» Task to carry out
Carry on the article about the European Convention on the Legal Status of Children born out of Wedlock, picking up right after its final sentence.

European Convention on the Legal Status of Children born out of Wedlock | |
Location Signed: | Strasbourg |
Date Effective: | 11 August 1978 |
Condition Effective: | 3 ratifications |
Parties: | 26 |
Ratifiers: | 23 |
Depositor: | Secretary General of the Council of Europe |
Citations: | ETS 85 |
Languages: |
The European Convention on the Legal Status of Children born out of Wedlock is a treaty (No. 85) adopted in 1975 under the auspices of the Council of Europe to harmonise the legal status of children born out of wedlock, and promote their equality with children born in wedlock, in the relevant legislation of the Contracting Parties. Accession is open to CoE Member States. As of 2024, it has been signed by 26 countries, and ratified by 23 countries.[1] The Convention imposes an obligation on the Member States to eliminate discriminatory treatment of children born out of wedlock. The Council purposefully uses the term children born out of wedlock instead of illegitimate children. Historically, it is the first adopted multilateral treaty of this type.[2]
The status of children born outside of wedlock is, indirectly, or directly, also treated in provisions of the European Convention on Human Rights (Articles 8, 12 and 14), the European Social Charter (Articles 16, 17), the and the European Convention on Nationality (Articles 5, 6).
The convention is one of the early, significant instruments in family law, especially on matters involving children, of the Council of Europe. The convention is a part of a set of other Council Treaties on matters involving children: the European Convention on the Adoption of Children, the European Convention on Recognition and Enforcement of Decisions Concerning Custody of Children and on Restoration of Custody of Children, the European Convention on the Exercise of Children's Rights, the Convention on Contact concerning Children, the Council of Europe Convention on the Protection of Children against Sexual Exploitation and Sexual Abuse. The Parliamentary Assembly of the Council of Europe, and the Committee of Ministers of the Council of Europe, have also adopted a slew of recommendations. Three committees deal with the legal protection of children, in part or in full: Committee of Experts on Family Law (CJ-FA) – the most relevant – Convention Committee on the Custody Convention (T-CC), and the Committee of Experts on Nationality (CJ-NA) Other bodies of the Council concerned with this area of the law are the Conference of European Ministers of Justice, and the European Conference on Family Law. Additionally, some of the council's Colloquies on European law have been devoted to family law.[3]
European jurisdictions had recognised the concept of legitimate and illegitimate children, who had different legal status, and rights. This started to change through the rulings of the European Court of Human Rights (ECHR), and the legislative work of the council. This occurred concurrently with national reforms intended to reduce or eliminate inequalities between children born out of wedlock and children born in wedlock, and to abolish the distinction between legitimate and illegitimate children.

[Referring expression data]
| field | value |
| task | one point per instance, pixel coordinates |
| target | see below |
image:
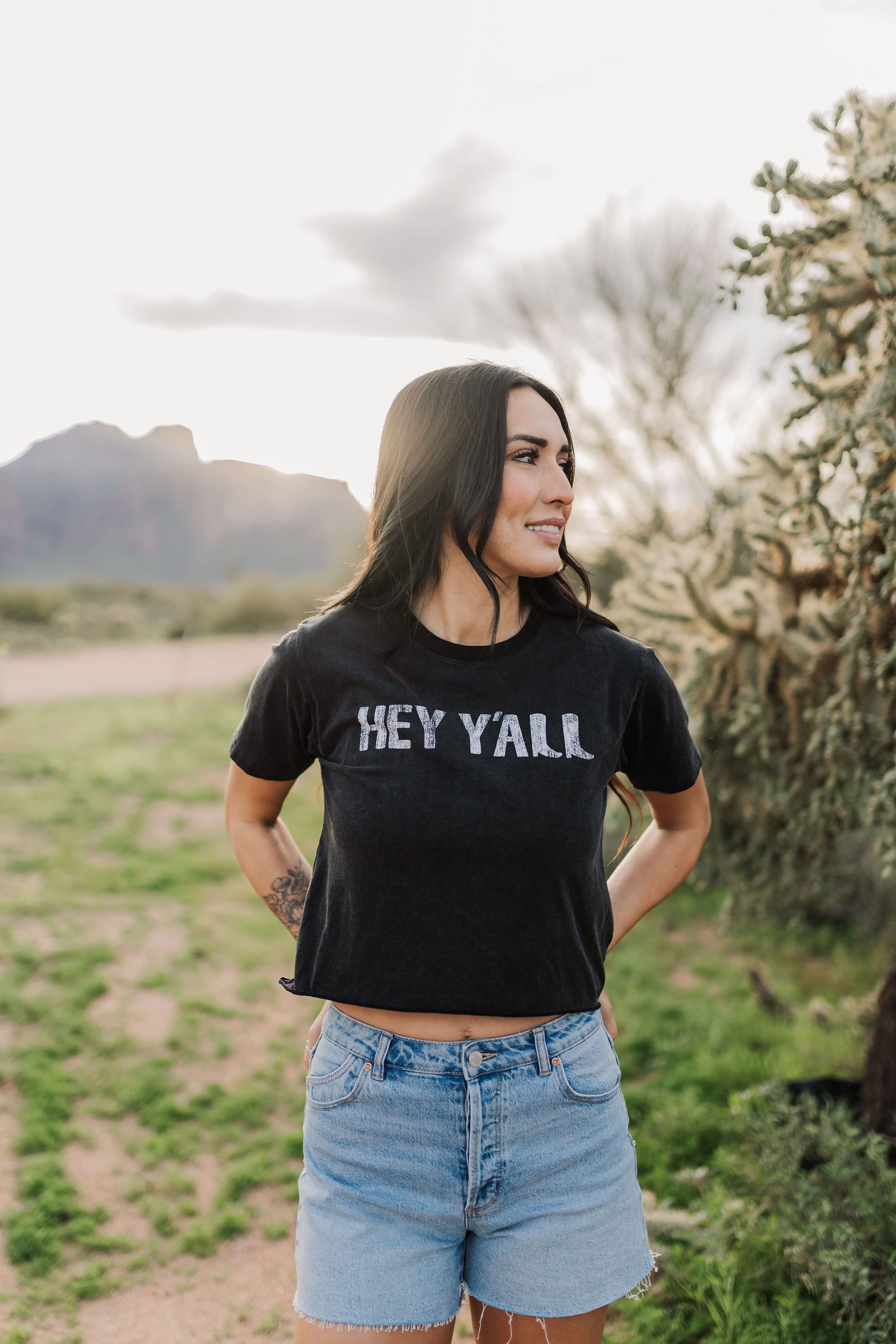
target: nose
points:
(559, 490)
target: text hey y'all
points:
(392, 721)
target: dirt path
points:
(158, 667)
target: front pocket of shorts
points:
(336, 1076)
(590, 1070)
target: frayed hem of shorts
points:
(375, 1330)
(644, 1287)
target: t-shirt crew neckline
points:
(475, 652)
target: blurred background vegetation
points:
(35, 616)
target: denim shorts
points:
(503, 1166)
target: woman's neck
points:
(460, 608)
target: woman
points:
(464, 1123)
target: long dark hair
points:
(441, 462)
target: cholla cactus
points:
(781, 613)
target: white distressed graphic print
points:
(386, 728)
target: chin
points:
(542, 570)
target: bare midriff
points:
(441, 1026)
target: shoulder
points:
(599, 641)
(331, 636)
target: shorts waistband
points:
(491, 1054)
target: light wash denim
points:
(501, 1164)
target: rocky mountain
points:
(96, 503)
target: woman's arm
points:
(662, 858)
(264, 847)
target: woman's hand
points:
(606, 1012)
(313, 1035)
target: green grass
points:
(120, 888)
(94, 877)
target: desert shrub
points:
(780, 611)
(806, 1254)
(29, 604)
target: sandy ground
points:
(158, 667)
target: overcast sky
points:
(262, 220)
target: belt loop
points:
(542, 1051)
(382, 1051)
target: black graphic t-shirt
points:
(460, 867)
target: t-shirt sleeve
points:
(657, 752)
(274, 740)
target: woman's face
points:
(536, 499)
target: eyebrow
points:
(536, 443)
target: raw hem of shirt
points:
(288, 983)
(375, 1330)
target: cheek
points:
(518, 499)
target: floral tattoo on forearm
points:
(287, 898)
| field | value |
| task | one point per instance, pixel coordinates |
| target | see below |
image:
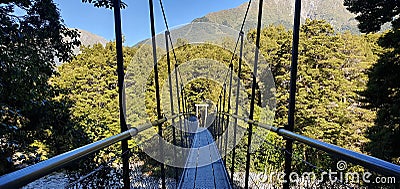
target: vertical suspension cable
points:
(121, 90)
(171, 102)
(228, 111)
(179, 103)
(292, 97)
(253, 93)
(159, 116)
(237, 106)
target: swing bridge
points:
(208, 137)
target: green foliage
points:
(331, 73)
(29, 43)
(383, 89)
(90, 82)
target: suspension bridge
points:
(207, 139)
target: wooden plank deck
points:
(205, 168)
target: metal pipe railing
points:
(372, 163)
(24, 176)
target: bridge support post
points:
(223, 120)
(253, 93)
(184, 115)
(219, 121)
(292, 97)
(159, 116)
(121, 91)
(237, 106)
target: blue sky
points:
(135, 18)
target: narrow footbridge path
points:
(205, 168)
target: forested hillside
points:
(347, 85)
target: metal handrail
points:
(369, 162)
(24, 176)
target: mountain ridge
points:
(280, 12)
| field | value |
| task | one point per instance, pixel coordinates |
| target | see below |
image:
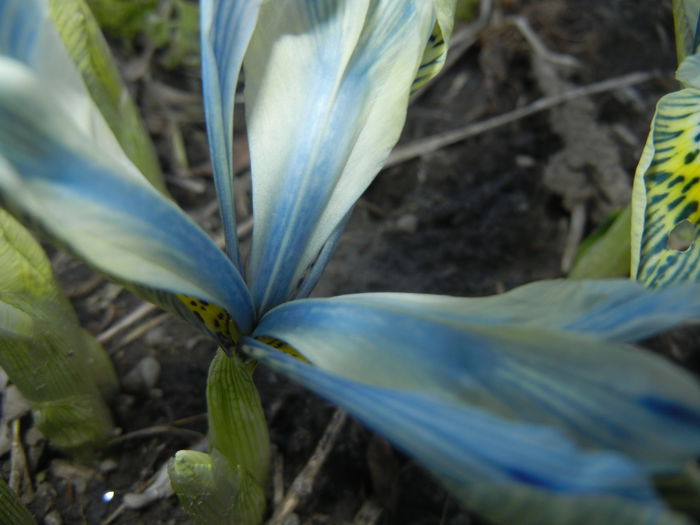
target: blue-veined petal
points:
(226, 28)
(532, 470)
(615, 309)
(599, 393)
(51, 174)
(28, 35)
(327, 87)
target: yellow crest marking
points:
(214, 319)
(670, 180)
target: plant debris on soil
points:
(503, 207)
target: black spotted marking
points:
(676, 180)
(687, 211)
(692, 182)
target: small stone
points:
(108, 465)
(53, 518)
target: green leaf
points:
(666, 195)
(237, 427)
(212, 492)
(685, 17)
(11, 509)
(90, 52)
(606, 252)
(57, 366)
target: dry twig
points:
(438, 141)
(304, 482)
* * *
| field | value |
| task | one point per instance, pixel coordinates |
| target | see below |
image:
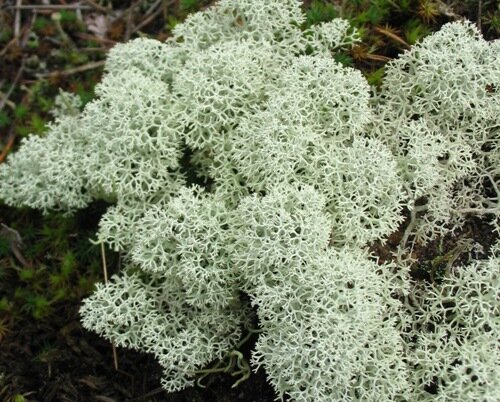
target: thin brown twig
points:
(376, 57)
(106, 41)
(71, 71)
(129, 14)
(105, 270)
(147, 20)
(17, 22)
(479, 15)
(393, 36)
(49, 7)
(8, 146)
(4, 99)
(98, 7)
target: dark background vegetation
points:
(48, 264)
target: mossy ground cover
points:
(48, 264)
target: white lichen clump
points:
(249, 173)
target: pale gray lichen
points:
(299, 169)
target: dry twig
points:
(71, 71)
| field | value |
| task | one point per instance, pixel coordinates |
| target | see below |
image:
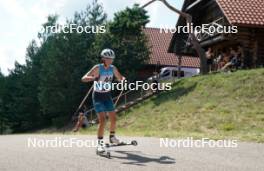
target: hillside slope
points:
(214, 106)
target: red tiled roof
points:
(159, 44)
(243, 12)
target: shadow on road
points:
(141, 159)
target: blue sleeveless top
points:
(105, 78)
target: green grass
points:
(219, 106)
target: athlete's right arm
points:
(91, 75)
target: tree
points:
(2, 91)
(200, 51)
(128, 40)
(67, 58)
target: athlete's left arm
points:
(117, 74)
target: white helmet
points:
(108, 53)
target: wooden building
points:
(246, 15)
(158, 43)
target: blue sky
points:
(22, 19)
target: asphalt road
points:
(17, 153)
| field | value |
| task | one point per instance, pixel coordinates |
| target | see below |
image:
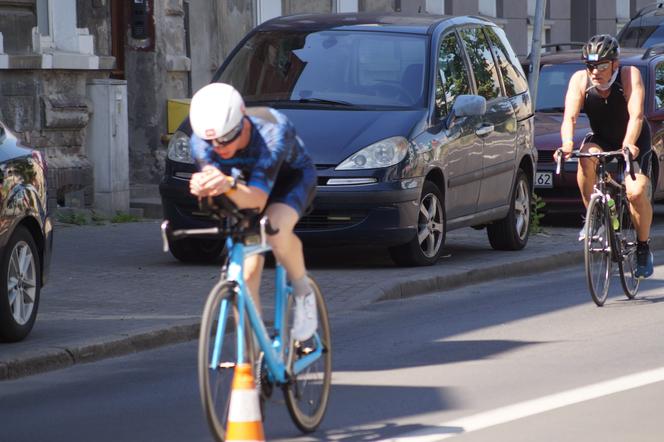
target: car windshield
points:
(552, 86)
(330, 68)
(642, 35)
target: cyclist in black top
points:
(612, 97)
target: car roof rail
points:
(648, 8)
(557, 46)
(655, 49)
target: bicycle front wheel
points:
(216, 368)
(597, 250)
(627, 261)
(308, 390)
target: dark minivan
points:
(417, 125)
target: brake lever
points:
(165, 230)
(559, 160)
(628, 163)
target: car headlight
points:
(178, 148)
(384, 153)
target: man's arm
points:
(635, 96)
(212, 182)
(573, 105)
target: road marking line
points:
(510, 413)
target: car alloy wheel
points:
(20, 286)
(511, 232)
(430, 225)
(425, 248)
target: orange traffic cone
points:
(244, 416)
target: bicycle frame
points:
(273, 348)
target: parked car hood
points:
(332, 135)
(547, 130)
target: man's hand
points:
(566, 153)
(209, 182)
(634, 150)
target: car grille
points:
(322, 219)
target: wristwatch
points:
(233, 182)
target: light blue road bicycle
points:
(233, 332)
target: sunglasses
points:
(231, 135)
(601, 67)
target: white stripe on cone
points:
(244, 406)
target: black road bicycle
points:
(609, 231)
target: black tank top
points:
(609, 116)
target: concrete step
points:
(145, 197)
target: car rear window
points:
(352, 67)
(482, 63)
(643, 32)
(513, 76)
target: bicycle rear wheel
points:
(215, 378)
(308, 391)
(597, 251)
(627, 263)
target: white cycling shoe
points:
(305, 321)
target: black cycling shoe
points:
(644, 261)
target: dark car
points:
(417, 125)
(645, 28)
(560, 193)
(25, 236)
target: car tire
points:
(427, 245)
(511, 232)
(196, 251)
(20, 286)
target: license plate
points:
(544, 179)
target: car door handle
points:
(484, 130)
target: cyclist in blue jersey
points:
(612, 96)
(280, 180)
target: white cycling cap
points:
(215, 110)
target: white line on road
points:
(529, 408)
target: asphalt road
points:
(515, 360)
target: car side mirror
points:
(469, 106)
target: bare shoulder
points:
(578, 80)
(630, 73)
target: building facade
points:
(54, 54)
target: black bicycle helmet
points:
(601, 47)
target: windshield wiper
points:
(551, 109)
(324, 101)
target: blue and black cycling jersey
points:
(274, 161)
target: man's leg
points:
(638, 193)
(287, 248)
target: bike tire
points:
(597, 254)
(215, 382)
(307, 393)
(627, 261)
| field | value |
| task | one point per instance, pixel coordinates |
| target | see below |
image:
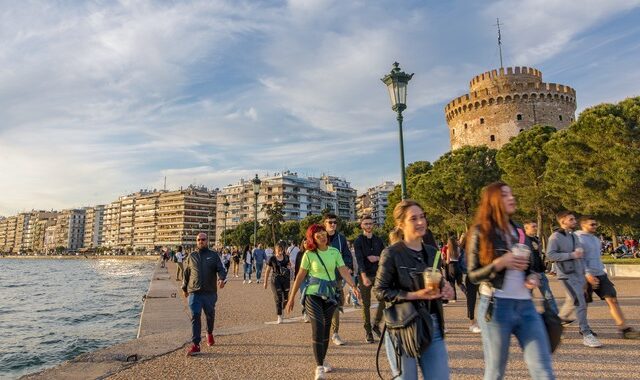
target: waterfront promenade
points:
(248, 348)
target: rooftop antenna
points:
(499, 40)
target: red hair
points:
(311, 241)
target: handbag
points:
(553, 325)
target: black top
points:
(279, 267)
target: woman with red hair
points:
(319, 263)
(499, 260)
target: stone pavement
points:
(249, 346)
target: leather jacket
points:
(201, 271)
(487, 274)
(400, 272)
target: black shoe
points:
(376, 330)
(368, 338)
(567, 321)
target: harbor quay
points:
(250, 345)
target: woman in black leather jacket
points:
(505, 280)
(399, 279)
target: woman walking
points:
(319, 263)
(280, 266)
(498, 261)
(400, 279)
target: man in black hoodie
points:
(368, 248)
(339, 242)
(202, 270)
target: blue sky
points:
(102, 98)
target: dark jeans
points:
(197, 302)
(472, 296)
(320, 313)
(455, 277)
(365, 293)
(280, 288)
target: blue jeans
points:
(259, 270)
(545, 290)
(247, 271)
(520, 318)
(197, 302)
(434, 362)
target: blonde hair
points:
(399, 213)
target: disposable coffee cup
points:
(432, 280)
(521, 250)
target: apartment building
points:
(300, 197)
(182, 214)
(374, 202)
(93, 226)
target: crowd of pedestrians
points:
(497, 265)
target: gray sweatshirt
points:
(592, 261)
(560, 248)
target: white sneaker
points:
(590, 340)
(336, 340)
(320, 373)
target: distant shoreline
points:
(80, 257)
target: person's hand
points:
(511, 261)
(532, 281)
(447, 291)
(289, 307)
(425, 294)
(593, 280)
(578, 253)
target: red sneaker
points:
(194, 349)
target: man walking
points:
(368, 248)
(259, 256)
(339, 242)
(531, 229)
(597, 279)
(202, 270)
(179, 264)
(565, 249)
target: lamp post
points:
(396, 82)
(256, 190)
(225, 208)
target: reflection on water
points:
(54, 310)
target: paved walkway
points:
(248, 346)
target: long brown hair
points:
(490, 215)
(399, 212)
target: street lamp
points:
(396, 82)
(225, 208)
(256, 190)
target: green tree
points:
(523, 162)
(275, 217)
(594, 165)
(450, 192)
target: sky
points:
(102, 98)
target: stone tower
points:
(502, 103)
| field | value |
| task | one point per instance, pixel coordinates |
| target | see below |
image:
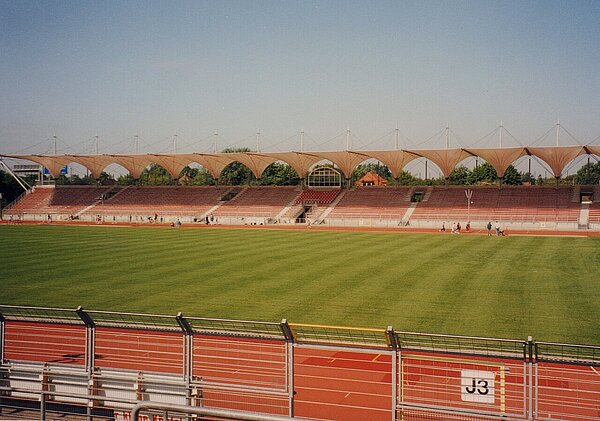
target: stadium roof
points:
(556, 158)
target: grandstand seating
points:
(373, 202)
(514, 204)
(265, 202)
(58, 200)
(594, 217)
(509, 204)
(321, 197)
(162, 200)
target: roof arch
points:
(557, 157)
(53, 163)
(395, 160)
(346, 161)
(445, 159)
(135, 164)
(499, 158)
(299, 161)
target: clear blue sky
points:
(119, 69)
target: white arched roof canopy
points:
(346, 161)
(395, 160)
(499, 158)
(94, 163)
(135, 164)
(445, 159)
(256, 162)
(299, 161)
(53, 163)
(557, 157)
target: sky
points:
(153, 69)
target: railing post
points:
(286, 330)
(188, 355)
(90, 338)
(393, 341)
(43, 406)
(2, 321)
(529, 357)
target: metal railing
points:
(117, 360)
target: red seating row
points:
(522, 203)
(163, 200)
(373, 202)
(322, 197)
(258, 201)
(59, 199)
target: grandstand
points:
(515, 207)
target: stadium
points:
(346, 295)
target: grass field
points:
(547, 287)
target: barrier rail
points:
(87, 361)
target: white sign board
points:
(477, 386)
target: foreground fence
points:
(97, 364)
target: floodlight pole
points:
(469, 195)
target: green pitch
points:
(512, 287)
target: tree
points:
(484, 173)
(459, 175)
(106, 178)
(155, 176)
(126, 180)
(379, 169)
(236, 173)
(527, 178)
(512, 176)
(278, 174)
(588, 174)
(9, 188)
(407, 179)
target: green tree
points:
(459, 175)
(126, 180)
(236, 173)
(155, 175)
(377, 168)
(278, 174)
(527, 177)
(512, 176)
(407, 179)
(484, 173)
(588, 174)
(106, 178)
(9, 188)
...
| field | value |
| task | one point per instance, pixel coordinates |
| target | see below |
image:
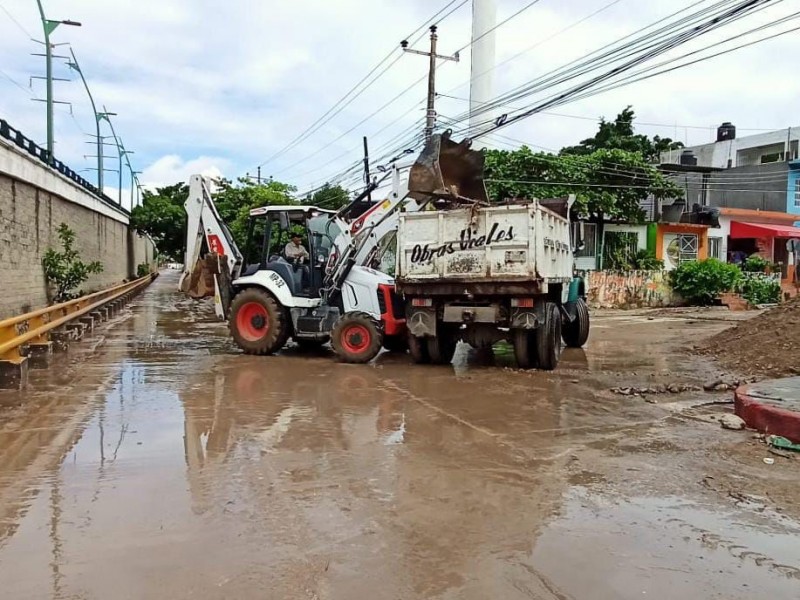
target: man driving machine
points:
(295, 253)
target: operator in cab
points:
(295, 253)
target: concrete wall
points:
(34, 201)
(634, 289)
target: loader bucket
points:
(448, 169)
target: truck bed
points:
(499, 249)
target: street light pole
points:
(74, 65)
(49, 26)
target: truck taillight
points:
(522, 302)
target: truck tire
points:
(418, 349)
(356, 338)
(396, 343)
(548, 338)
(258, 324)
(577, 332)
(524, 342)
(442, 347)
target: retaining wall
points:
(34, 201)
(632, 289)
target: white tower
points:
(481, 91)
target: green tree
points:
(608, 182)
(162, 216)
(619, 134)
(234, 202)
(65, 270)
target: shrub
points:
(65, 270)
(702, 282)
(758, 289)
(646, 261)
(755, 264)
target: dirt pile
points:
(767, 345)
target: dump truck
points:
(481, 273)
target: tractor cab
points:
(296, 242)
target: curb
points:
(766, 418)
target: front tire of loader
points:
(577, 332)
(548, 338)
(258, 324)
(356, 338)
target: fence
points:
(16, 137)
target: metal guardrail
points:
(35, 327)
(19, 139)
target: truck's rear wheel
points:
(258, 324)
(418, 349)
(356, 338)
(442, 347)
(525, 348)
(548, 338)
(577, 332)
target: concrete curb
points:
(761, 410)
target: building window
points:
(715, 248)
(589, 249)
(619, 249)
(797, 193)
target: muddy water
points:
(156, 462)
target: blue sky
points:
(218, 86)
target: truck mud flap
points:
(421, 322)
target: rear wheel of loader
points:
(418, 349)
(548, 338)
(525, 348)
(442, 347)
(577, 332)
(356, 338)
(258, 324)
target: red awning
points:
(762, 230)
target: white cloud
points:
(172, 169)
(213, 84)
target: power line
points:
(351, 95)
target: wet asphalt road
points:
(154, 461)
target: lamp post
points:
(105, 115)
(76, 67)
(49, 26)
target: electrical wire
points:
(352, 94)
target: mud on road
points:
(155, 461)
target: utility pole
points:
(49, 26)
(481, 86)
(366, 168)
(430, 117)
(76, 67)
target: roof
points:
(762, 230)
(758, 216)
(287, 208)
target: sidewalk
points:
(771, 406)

» Task answer
Germany adopted the Law on the Legal Status of Children Born out of Wedlock/Children Born outside Marriage (Legal Status) in 1969, or Non-marriage Law, for short.[4] The Law on Family Matters of 16 December 1997[5] further enhanced the legal protections, but a disadvantage remained with regard to illegitimate children born before 1949. Even if recognized, those children could not be their statutory heirs. This led to the case Brauer v. Germany in 2009, which overturned this inequality.[6]
Less expansive measures were also introduced by the Law of January 3, 1972 on Filiation in France, which allows mothers to recognise children born out of wedlock, although it required a legal formality.[7] Only in the 21st century was the principle of equality fully upheld (through Act no. 2002-305 of 4 March 2002, removing mention of illegitimacy – filiation légitime and filiation naturell; and through Law no. 2009-61 of 16 January 2009).[8] [9] [10] In 2001, France was forced in Mazurek v. France by the ECHR to change several laws that were deemed discriminatory, and in 2013 the Court ruled in Fabris v. France that these changes must also be applied to children born before 2001.[11] [12]
In the United Kingdom, discriminating treatment regarding illegitimate children by the common law progressed for a long time. Under English law, the child was considered filius nullius, that is, noone's child, and a bastard.[13] As a result, the United States, Canada and Australia followed suit. In time, the traditional rule concerning these children was discarded, but an unmarried father could only acquire parental rights through specific means enumerated by Children Act 1989. These means were, basically, marriage or a court order.6 Eventually, with the Children Act 2004, parental responsibility was given to all those unmarried fathers who registered the birth of their children on the basis of a formal agreement with the mother.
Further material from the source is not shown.